* About this exercise: Drop the pictures and repeat the remaining data exactly.

Saved entries:
#####

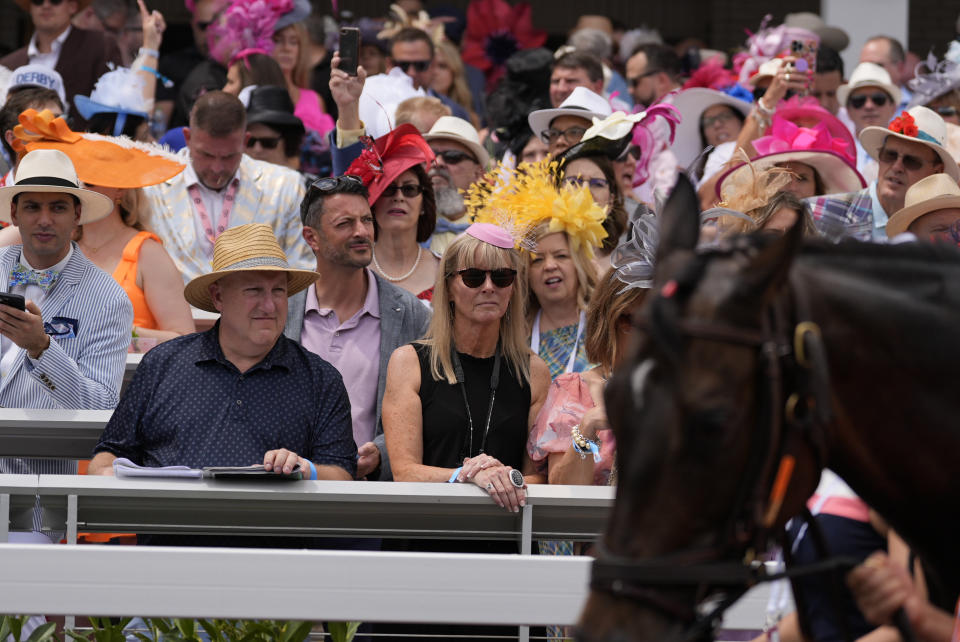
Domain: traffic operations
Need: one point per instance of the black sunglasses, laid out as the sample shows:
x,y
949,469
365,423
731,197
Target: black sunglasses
x,y
409,190
570,134
911,162
454,157
267,142
475,277
879,99
418,65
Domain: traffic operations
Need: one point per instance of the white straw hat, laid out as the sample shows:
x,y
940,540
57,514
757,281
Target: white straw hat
x,y
581,102
459,131
935,192
49,170
868,74
930,131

#####

* Result of the exercise:
Domain: traffic operations
Need: one point per instance of the black sunglasses, laid out as the sample shows:
x,y
949,469
365,423
731,197
Target: black sunglasses
x,y
409,190
570,134
911,162
454,157
267,142
475,277
879,99
418,65
Domain: traffic operations
Need: one point per instance of the white straw hat, laid out as the sample shows:
x,y
940,540
57,514
757,281
Target: white straw hat
x,y
581,102
459,131
935,192
49,170
868,74
930,131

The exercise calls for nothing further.